● **Quoted text**:
These initial landslides are caused by the rapid growth of soil water pressure head (Campbell 1975; Wilson 1989) and the loss of apparent cohesion (Fredlund 1987).

Distribution of ash-fall pyroclastic deposits

The implementation of a three-dimensional geomorphological model in GEotop requires an accurate knowledge about the spatial distribution of ash-fall pyroclastic soil thickness. To achieve this goal, data and results of preceding studies (De Vita et al. 2006b; De Vita and Nappi 2013) were considered in this research. They were focused on developing a regional distribution model of ash-fall pyroclastic deposits along slopes and, in particular, on assessing total theoretical thickness of ash-fall pyroclastic soils by the algebraic sum of isopach maps of principal Plinian eruptions of the Phlegrean Fields and Somma-Vesuvius volcanoes (Fig. 1).

The latter were known from previous scientific literature (De Vita et al. 2006b; De Vita and Nappi 2013). This modelling approach was supported by test pits along slopes less than 30° in the Sarno and Lattari Mountains. These data were used to compare real thickness values against the theoretical distribution provided by the regional model (De Vita and Nappi 2013). According to fall depositional mechanism, ash-fall pyroclastic soil deposits tend to mantle the slopes generating a bedding parallel to the slope (Fisher and Schmincke 1984), whose theoretical total thickness can be estimated as

$$ z={z}_0\times \cos\ \alpha $$
(1)

where z (m) is the stratigraphic thickness, z0 (m) is the total theoretical thickness fallen and α (°) the local slope angle.

● **Instructions to follow**: Carry the passage on ash-fall pyroclastic soil thickness forward from its final sentence, which defines the terms of equation (1).

● **Supplied material**:
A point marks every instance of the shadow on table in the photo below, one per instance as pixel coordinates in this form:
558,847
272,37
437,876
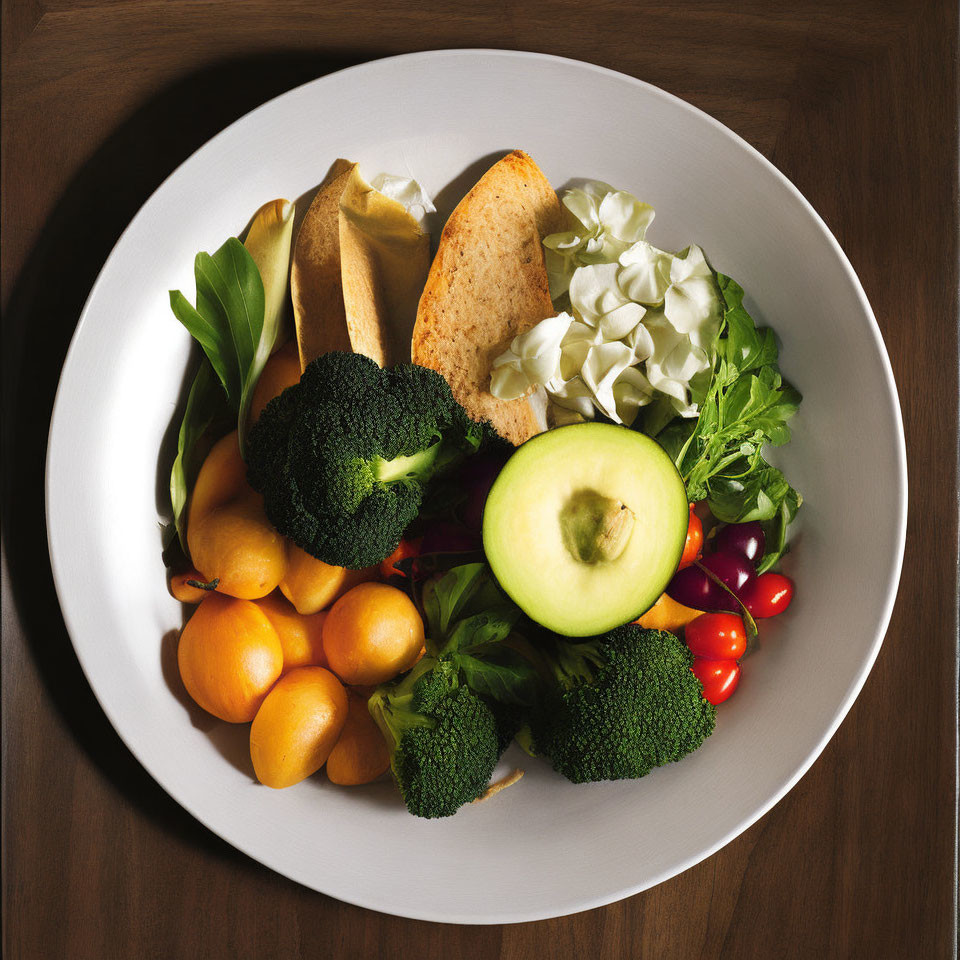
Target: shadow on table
39,321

● **Solved exercise**:
In contrast, for slope angle values higher than 30°, real stratigraphic thicknesses were observed as being lower than the theoretical ones in the same area, with a progressive decrease as the slope angle increases, up to negligible values for slope angle values greater than 50°. Such a distribution model was considered chiefly controlled by landsliding, occurring mostly for slope angle values >28° (de Riso et al. 1999). In addition, the increase of slope angle causes the reduction of the number of pumiceous lapilli horizons: for lower values of slope angle (below 30°), up to two pumiceous lapilli horizons can be usually found along slopes of the Sarno Mountains and only one for the Lattari Mountains. Instead, for greater values of slope angle, C and Bb soil horizons pinch out downstream, thus determining the direct contact between the B and the Bbbasal horizons. This condition generates a vertical hydrological discontinuity resulting in a localised building up of soil water pressure head (Reid et al. 1988) during heavy rainfall.

Specifically, the empirical relationship between the expected maximum stratigraphic thickness of pyroclastic soil mantle and slope angle (Fig. 2) (De Vita et al. 2006b; De Vita and Nappi 2013) was used here to implement the vertical soil variability of ash-fall soil pyroclastic cover.

Fig. 2
figure 2

Empirical relationship for Sarno Mountains between stratigraphic thickness of ash-fall pyroclastic soil mantle and slope angle (modified by De Vita et al. 2013)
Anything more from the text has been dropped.